# Фрагмент страницы
Отдельным вопросом стоит оснащение клиники. Поиском всего и всех: лекарств, рук, меценатов – занималась Карина, правая рука Вики, молодая, активная, зататуированная татарка из Уфы. В целом дела тут обстоят получше, чем в большинстве государственных заведений: про проект знают не только в Гватемале, но и за рубежом. Находится немало дарителей. Правда, перевозка лекарств через границу – отдельная головная боль. Для добычи пожертвований все методы хороши. Девчонки на пару ездят автостопом через самые криминальные города Гондураса с огромными чемоданами, попадают на свингерские вечеринки к влиятельным гватемальским олигархам и устраивают благотворительные сборы на площадках США – лишь бы обеспечить свою клинику лекарствами, жизненно важными для умирающих деревенских старушек.
Бабушки, да и молодые больные, впрочем, привыкли лечиться «витаминными уколами». Пока я работал в клинике переводчиком с испанского, чуть ли не каждый второй пациент просил: уколите меня «витаминкой». Видимо, к этому их приучила государственная гватемальская медицина. Витаминов в рационе гватемальцев и правда не так много: откуда им взяться, если изо дня в день жевать только рис да бобы. А сверху все это заливать острым чили и «Кока-Колой». У многих к тридцати годам половина зубов гнилые, зато детей – с десяток. Дату рождения большинства своих отпрысков матери и не помнят (поэтому истории болезней писать врачам особенно трудно), зато улыбаются своими золотыми зубами. В Гватемале очень модно иметь окантовки на зубах из драгоценных материалов. И, может быть, на мясо тебе не хватает, но на золотые коронки (которые лепятся на пока ещё здоровые зубы) заработать – будь любезен.
В клинике «Health & Help» стоматологические услуги, кстати, тоже оказывают. Простые, как в Древнем Риме: заболел зуб – выдрали. Этим любил заниматься Марко – простой навык он получил в университетской лаборатории в Гаване, находя время на обучение между бесконечными кубинскими вечеринками.
– А меня вот с Кубы депортировали, – рассказывал я Марко и остальным о своих приключениях на Острове Свободы, переходя с испанского на английский и наоборот.
Стоматология, однако, – это не самое сложное. Вика всерьёз планировала принимать роды. Прямо в клинике. Услуга эта, несомненно, должна была бы пользоваться популярностью. Редко встретишь в гватемальских деревнях женщину до двадцати, которая не кормит или не ждёт ребёнка. Поток размножения тут непрерывен. Кстати, беременность на приёмах выявляется достаточно часто и почти всегда… случайно.
– Между прочим, вы беременны, поздравляю. Следующий! – говорит чукотский доктор Сергей очередной пациенте, удивлённо улыбающейся в сторону мужа. Муж скромно тупится в сторону: надо же…
Следующий – двенадцатилетний мальчик с дыркой в ноге. Он играл в футбол, упал на штырь, а потом несколько дней терпел, пока нога не загноилась. Живёт метрах в двухстах от клиники. Почему было не прийти сразу? Случай несложный, но требующий внимания. Белолицые дяди лечат его бесплатно. Несмотря на похмелье.

Сохранённые записи

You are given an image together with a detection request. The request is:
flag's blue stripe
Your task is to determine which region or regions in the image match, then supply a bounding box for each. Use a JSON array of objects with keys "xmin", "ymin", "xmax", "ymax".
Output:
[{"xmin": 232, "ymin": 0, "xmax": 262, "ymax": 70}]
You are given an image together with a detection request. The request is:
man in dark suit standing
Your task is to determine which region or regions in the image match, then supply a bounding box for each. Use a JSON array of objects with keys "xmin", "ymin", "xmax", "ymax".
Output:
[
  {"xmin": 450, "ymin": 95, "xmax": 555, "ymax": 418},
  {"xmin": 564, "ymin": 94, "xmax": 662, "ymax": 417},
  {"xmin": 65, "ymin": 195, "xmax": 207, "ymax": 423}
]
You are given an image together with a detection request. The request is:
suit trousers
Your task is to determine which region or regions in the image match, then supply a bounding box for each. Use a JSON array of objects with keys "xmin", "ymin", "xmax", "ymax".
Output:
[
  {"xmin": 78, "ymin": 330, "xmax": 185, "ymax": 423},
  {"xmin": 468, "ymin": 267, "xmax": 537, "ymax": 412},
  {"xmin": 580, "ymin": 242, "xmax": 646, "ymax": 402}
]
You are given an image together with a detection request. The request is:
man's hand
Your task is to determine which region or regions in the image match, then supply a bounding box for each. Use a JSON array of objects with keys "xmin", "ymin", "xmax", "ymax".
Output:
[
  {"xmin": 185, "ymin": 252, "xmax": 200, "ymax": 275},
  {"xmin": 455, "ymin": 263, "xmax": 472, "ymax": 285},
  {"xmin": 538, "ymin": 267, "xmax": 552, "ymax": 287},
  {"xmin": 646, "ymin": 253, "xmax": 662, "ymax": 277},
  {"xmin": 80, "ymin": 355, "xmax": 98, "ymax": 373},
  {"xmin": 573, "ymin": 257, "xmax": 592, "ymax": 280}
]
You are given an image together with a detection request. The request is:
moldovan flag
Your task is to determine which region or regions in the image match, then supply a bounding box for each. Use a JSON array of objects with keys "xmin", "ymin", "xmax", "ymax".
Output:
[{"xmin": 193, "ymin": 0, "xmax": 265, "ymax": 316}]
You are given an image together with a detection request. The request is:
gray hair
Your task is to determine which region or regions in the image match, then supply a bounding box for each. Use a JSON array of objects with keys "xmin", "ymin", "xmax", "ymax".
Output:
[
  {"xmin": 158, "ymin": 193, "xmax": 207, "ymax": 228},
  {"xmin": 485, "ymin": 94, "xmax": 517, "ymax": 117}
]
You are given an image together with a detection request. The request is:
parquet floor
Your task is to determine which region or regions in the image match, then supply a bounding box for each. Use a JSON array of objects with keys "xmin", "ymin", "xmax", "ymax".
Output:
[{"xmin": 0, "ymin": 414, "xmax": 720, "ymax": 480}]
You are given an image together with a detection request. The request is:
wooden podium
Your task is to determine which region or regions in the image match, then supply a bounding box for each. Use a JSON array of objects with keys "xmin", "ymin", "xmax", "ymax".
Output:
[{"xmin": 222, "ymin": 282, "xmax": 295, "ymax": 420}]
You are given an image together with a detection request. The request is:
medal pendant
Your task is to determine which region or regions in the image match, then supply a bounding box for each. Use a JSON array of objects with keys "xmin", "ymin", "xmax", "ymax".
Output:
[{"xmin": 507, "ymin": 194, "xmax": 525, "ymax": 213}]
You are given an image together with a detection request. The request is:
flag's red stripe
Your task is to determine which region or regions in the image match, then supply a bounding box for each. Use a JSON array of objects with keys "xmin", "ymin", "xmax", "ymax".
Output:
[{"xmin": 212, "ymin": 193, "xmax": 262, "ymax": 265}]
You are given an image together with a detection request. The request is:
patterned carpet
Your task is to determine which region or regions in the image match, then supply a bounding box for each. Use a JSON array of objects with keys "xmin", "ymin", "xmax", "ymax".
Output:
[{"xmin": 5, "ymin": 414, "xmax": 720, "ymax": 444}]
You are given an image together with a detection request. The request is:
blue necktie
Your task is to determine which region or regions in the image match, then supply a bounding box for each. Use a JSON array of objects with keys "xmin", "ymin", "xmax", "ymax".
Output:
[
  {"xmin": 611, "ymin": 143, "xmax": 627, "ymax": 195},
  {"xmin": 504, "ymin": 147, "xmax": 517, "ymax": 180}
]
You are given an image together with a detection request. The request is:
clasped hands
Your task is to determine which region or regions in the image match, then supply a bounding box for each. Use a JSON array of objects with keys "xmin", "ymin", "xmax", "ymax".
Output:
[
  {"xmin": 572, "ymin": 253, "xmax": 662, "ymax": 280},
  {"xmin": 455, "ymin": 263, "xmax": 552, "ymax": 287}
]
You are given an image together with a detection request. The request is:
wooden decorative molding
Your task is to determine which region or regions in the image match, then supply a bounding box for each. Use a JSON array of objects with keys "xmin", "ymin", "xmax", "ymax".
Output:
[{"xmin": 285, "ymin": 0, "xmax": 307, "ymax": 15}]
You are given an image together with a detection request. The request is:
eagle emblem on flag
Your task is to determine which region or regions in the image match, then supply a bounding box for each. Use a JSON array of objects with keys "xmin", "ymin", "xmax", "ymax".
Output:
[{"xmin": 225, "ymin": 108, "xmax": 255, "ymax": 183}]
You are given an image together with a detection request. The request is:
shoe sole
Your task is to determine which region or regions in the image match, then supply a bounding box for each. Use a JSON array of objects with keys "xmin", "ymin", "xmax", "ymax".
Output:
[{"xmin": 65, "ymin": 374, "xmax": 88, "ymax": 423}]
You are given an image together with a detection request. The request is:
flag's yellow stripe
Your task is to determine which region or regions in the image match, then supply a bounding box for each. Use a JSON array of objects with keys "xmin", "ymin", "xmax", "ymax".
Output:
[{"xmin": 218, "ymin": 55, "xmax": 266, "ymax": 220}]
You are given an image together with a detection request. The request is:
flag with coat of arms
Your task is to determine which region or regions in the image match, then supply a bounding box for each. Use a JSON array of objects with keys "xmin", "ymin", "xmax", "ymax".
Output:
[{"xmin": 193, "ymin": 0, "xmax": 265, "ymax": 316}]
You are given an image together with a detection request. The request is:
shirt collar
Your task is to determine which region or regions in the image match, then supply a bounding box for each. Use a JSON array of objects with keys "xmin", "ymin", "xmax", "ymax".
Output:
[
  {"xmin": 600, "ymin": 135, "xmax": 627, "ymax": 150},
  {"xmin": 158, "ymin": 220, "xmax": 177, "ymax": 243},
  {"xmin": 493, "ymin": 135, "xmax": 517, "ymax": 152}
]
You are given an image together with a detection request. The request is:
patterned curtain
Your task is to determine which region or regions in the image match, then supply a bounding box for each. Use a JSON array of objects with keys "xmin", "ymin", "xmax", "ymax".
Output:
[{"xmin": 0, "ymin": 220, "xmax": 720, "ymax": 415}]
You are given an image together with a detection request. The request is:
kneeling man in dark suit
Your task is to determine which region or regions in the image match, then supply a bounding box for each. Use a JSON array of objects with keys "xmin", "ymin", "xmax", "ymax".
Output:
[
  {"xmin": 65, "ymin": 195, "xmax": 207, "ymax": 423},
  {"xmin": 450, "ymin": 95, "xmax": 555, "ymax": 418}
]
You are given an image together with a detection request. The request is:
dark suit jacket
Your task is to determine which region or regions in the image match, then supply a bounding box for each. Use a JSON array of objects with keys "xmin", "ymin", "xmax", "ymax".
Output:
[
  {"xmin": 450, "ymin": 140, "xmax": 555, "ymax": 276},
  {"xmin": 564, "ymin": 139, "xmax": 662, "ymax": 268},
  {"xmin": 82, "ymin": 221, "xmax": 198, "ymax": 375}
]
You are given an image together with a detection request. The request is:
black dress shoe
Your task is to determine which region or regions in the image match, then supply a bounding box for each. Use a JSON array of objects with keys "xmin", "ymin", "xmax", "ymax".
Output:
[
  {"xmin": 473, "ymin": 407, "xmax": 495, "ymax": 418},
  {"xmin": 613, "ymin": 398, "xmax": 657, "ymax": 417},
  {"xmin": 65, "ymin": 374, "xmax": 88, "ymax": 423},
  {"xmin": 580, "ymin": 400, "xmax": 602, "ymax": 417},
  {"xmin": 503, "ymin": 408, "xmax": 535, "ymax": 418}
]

# Задание 1
Перечислите всё, что, согласно отрывку о клинике, гватемальцы едят и пьют изо дня в день.
# Задание 2
Пожалуйста, продублируйте без изменений участок отрывка о клинике от "Отдельным вопросом стоит" до "умирающих деревенских старушек.".
# Задание 3
Где, по словам отрывка о клинике, Марко получил навык удаления зубов?

# Ответ на задание 1
Рис, бобы, острый чили, «Кока-Кола».

# Ответ на задание 2
Отдельным вопросом стоит оснащение клиники. Поиском всего и всех: лекарств, рук, меценатов – занималась Карина, правая рука Вики, молодая, активная, зататуированная татарка из Уфы. В целом дела тут обстоят получше, чем в большинстве государственных заведений: про проект знают не только в Гватемале, но и за рубежом. Находится немало дарителей. Правда, перевозка лекарств через границу – отдельная головная боль. Для добычи пожертвований все методы хороши. Девчонки на пару ездят автостопом через самые криминальные города Гондураса с огромными чемоданами, попадают на свингерские вечеринки к влиятельным гватемальским олигархам и устраивают благотворительные сборы на площадках США – лишь бы обеспечить свою клинику лекарствами, жизненно важными для умирающих деревенских старушек.

# Ответ на задание 3
В университетской лаборатории в Гаване.